**Given exercise:**
Revise the records below so that "Trace the outline of" becomes "Draw the boundary of" everywhere, leaving everything else unchanged and omitting the pictures.

[Dataset entries]
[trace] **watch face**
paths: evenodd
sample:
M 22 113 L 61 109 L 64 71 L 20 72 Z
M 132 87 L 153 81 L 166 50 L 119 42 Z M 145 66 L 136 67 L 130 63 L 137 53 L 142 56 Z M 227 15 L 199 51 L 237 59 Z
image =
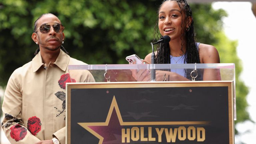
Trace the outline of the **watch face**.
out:
M 54 144 L 60 144 L 60 142 L 58 140 L 56 140 L 53 142 L 53 143 Z

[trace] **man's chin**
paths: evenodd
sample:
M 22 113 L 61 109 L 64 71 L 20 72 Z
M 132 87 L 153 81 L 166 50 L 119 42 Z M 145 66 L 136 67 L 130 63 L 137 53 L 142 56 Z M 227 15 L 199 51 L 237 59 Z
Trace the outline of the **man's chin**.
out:
M 46 47 L 45 49 L 51 51 L 56 51 L 60 48 L 60 46 L 58 47 Z

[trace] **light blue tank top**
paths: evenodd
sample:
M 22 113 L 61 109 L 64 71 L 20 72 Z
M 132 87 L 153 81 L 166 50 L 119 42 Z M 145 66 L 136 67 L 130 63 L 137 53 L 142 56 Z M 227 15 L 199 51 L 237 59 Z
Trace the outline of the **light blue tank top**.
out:
M 199 43 L 196 43 L 196 47 L 197 48 L 197 51 L 199 49 Z M 187 63 L 187 62 L 184 60 L 185 57 L 186 57 L 185 55 L 184 55 L 179 57 L 175 57 L 171 55 L 170 55 L 170 58 L 171 60 L 171 64 L 183 64 Z M 179 75 L 186 77 L 185 76 L 185 70 L 182 69 L 171 69 L 171 71 L 176 73 Z

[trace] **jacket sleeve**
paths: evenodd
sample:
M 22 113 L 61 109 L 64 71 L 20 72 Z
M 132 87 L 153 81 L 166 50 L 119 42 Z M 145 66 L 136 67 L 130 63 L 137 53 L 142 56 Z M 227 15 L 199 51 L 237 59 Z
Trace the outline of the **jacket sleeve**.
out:
M 24 125 L 22 120 L 22 95 L 15 71 L 10 77 L 5 92 L 2 106 L 1 125 L 12 144 L 35 143 L 40 140 Z
M 64 127 L 56 131 L 53 134 L 52 137 L 56 137 L 60 141 L 60 144 L 65 144 L 65 135 L 66 134 L 66 127 Z

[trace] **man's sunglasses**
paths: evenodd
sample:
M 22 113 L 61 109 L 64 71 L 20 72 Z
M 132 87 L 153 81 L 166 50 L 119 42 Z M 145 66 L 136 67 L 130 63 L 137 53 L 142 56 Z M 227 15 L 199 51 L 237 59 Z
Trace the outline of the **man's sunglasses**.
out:
M 42 33 L 47 33 L 51 30 L 51 27 L 52 27 L 55 32 L 59 33 L 62 33 L 64 31 L 64 28 L 65 28 L 62 24 L 58 23 L 45 24 L 43 24 L 37 28 L 36 31 L 39 29 L 40 32 Z

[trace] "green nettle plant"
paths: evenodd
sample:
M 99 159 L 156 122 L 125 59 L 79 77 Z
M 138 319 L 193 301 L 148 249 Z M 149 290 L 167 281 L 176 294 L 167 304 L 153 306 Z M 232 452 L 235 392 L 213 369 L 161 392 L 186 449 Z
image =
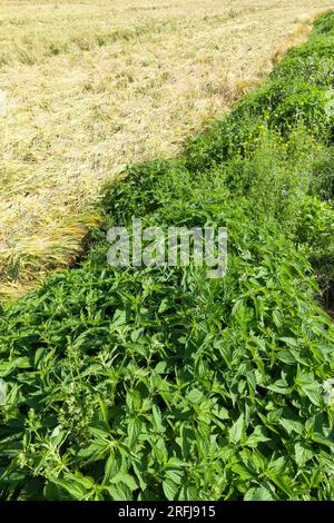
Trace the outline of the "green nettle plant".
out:
M 106 230 L 227 227 L 224 278 L 108 266 L 96 229 L 2 307 L 2 500 L 334 500 L 333 40 L 330 12 L 180 157 L 105 190 Z

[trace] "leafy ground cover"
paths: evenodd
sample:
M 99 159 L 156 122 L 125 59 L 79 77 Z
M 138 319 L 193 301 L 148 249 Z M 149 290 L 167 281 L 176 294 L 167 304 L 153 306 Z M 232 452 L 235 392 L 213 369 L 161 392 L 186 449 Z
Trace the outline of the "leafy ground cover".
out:
M 71 265 L 107 179 L 178 154 L 332 6 L 0 0 L 0 299 Z
M 334 13 L 105 229 L 226 226 L 228 272 L 85 260 L 0 315 L 4 500 L 333 500 Z M 3 386 L 3 384 L 2 384 Z

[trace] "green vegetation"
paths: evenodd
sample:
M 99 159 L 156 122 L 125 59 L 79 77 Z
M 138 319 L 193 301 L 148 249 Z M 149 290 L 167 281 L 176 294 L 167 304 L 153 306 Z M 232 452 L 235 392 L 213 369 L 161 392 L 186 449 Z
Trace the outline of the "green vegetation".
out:
M 0 315 L 1 497 L 334 500 L 334 13 L 106 229 L 226 226 L 228 273 L 87 258 Z

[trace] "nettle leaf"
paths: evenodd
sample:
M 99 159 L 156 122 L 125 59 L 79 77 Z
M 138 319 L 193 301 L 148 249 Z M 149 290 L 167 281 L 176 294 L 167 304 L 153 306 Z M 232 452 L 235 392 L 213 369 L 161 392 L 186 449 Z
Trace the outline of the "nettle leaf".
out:
M 247 440 L 244 442 L 244 445 L 256 447 L 258 443 L 264 443 L 264 442 L 269 442 L 269 441 L 271 438 L 267 437 L 265 427 L 257 426 L 255 427 L 253 434 L 250 434 L 250 436 L 248 436 Z
M 203 393 L 198 388 L 194 388 L 187 394 L 187 399 L 194 405 L 200 405 Z
M 308 460 L 312 460 L 314 456 L 313 450 L 311 446 L 306 445 L 305 443 L 296 443 L 295 444 L 295 460 L 297 465 L 305 465 Z
M 244 501 L 275 501 L 277 496 L 273 494 L 272 491 L 264 486 L 253 487 L 249 489 L 245 496 Z
M 163 418 L 161 418 L 161 412 L 160 412 L 160 408 L 157 406 L 157 405 L 154 405 L 151 407 L 151 411 L 153 411 L 153 417 L 154 417 L 154 422 L 155 422 L 155 427 L 158 432 L 163 432 L 164 431 L 164 426 L 163 426 Z
M 138 489 L 138 484 L 135 478 L 130 474 L 126 474 L 124 472 L 119 472 L 114 477 L 110 477 L 110 483 L 124 483 L 131 492 Z
M 237 445 L 240 443 L 240 441 L 245 436 L 245 418 L 244 414 L 242 414 L 237 421 L 232 425 L 232 427 L 228 430 L 228 441 L 233 443 L 234 445 Z
M 166 478 L 163 482 L 163 489 L 164 489 L 165 496 L 168 501 L 177 500 L 177 494 L 179 492 L 179 485 L 174 483 L 174 481 L 171 481 L 169 478 Z
M 138 436 L 141 432 L 141 422 L 138 418 L 130 418 L 128 422 L 128 438 L 129 438 L 129 447 L 132 448 L 135 443 L 138 440 Z

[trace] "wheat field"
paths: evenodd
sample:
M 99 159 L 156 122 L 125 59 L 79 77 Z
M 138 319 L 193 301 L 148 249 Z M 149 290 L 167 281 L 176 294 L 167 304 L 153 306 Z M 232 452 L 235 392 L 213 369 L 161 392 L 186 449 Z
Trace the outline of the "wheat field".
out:
M 0 1 L 0 295 L 70 264 L 106 180 L 177 154 L 323 0 Z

**Complete response:**
[trace] **watch face**
paths: evenodd
sample:
M 22 113 L 61 109 L 64 71 L 20 72 Z
M 132 87 L 153 81 L 166 50 L 119 42 Z M 145 66 L 136 67 L 130 63 L 137 53 L 142 56 Z M 227 15 L 199 51 L 237 59 Z
image =
Draw the boundary of the **watch face**.
out:
M 54 144 L 60 144 L 60 142 L 58 140 L 56 140 L 53 142 L 53 143 Z

[trace] **man's chin**
paths: evenodd
sample:
M 22 113 L 61 109 L 64 71 L 20 72 Z
M 132 87 L 153 81 L 166 50 L 119 42 Z M 145 66 L 136 67 L 130 63 L 137 53 L 142 56 Z M 227 15 L 199 51 L 237 59 Z
Draw the boundary of the **man's chin**.
out:
M 46 47 L 45 49 L 51 51 L 56 51 L 60 48 L 60 46 L 58 47 Z

[trace] **light blue tank top**
paths: evenodd
sample:
M 22 113 L 61 109 L 64 71 L 20 72 Z
M 132 87 L 153 81 L 166 50 L 119 42 Z M 145 66 L 136 67 L 130 63 L 137 53 L 142 56 Z M 227 15 L 199 51 L 237 59 Z
Draw the boundary of the **light blue tank top**.
out:
M 199 43 L 196 43 L 196 47 L 197 48 L 197 51 L 199 49 Z M 187 63 L 187 62 L 184 60 L 185 57 L 186 57 L 185 55 L 184 55 L 179 57 L 175 57 L 171 55 L 170 55 L 170 58 L 171 60 L 171 64 L 183 64 Z M 179 75 L 186 77 L 185 76 L 185 70 L 182 69 L 171 69 L 171 71 L 176 73 Z

[trace] **jacket sleeve**
paths: evenodd
sample:
M 22 113 L 61 109 L 64 71 L 20 72 Z
M 132 87 L 153 81 L 166 50 L 119 42 Z M 145 66 L 136 67 L 130 63 L 137 53 L 142 56 Z M 227 15 L 199 51 L 237 59 Z
Draw the boundary of the **jacket sleeve**.
out:
M 24 125 L 22 120 L 22 95 L 15 71 L 10 77 L 5 92 L 2 106 L 1 125 L 12 144 L 35 143 L 40 140 Z
M 64 127 L 56 131 L 53 134 L 52 137 L 56 137 L 60 141 L 60 144 L 65 144 L 65 135 L 66 134 L 66 127 Z

[trace] **man's sunglasses**
paths: evenodd
sample:
M 22 113 L 61 109 L 64 71 L 20 72 Z
M 132 87 L 153 81 L 166 50 L 119 42 Z M 145 66 L 136 67 L 130 63 L 137 53 L 142 56 Z M 227 15 L 199 51 L 237 59 Z
Draw the boundary of the **man's sunglasses**.
out:
M 42 33 L 47 33 L 51 30 L 51 27 L 52 27 L 55 32 L 59 33 L 62 33 L 64 31 L 64 28 L 65 28 L 62 24 L 58 23 L 45 24 L 43 24 L 37 28 L 36 31 L 39 29 L 40 32 Z

[trace] "green nettle plant"
paths: evenodd
sample:
M 99 159 L 156 122 L 125 59 L 79 77 Z
M 138 319 L 193 301 L 148 249 Z M 149 290 L 167 281 L 176 294 L 167 304 L 153 306 Z M 232 452 L 235 392 L 213 369 L 161 392 L 186 449 Z
image =
Draw the boundary of the "green nettle plant".
out:
M 106 230 L 227 227 L 224 278 L 108 266 L 96 229 L 2 307 L 2 500 L 334 500 L 333 40 L 330 12 L 180 157 L 105 190 Z

[trace] "leafy ground cover"
paths: evenodd
sample:
M 99 159 L 156 122 L 125 59 L 79 77 Z
M 138 319 L 193 301 L 148 249 Z M 149 290 L 167 281 L 176 294 L 167 304 L 153 306 Z M 232 452 L 235 392 L 213 369 L 161 392 L 186 449 Z
Draw the boundary of the "leafy ground cover".
out:
M 71 265 L 107 179 L 178 154 L 332 6 L 0 0 L 0 299 Z
M 334 13 L 105 229 L 226 226 L 228 272 L 85 260 L 0 315 L 4 500 L 333 500 Z M 3 386 L 3 384 L 2 384 Z

[trace] "green vegetation"
paths: evenodd
sample:
M 99 159 L 156 122 L 125 59 L 79 77 Z
M 138 319 L 193 301 L 148 249 Z M 149 290 L 167 281 L 176 294 L 167 304 L 153 306 Z M 232 452 L 235 392 L 213 369 L 161 392 L 186 449 Z
Draw the boundary of the "green vegetation".
out:
M 0 315 L 1 497 L 334 500 L 334 13 L 106 229 L 226 226 L 228 273 L 87 258 Z

[trace] "nettle leaf"
paths: evenodd
sample:
M 99 159 L 156 122 L 125 59 L 79 77 Z
M 138 319 L 193 301 L 148 249 Z M 149 290 L 167 281 L 176 294 L 167 304 L 153 306 Z M 232 452 L 235 392 L 213 369 L 161 392 L 186 449 Z
Draw the boundary of the "nettle leaf".
out:
M 247 440 L 244 442 L 244 445 L 256 447 L 258 443 L 264 443 L 264 442 L 269 442 L 269 441 L 271 438 L 267 437 L 265 427 L 257 426 L 255 427 L 253 434 L 250 434 L 250 436 L 248 436 Z
M 203 393 L 198 388 L 194 388 L 187 394 L 187 399 L 194 405 L 200 405 Z
M 308 460 L 312 460 L 314 456 L 313 450 L 311 446 L 306 445 L 305 443 L 296 443 L 295 444 L 295 460 L 297 465 L 305 465 Z
M 244 501 L 275 501 L 277 496 L 273 494 L 272 491 L 264 486 L 253 487 L 249 489 L 245 496 Z
M 163 418 L 161 418 L 161 412 L 160 412 L 160 408 L 157 406 L 157 405 L 154 405 L 151 407 L 151 411 L 153 411 L 153 417 L 154 417 L 154 422 L 155 422 L 155 427 L 158 432 L 163 432 L 164 431 L 164 426 L 163 426 Z
M 138 489 L 138 484 L 135 478 L 130 474 L 126 474 L 124 472 L 119 472 L 114 477 L 110 477 L 110 483 L 124 483 L 131 492 Z
M 237 445 L 240 443 L 240 441 L 245 436 L 245 418 L 244 414 L 242 414 L 237 421 L 232 425 L 232 427 L 228 430 L 228 441 L 233 443 L 234 445 Z
M 166 478 L 163 482 L 163 489 L 164 489 L 165 496 L 168 501 L 177 500 L 177 494 L 179 492 L 179 485 L 174 483 L 174 481 L 171 481 L 169 478 Z
M 138 436 L 141 432 L 141 422 L 138 418 L 130 418 L 128 422 L 128 438 L 129 438 L 129 447 L 132 448 L 135 443 L 138 440 Z

[trace] "wheat field"
paths: evenodd
sample:
M 99 159 L 156 122 L 125 59 L 79 77 Z
M 138 319 L 193 301 L 148 249 Z M 149 290 L 167 281 L 176 294 L 167 304 L 153 306 Z M 232 452 L 235 392 L 213 369 L 161 392 L 186 449 Z
Draw the boundary of the "wheat field".
out:
M 0 1 L 0 295 L 70 264 L 106 180 L 177 154 L 323 0 Z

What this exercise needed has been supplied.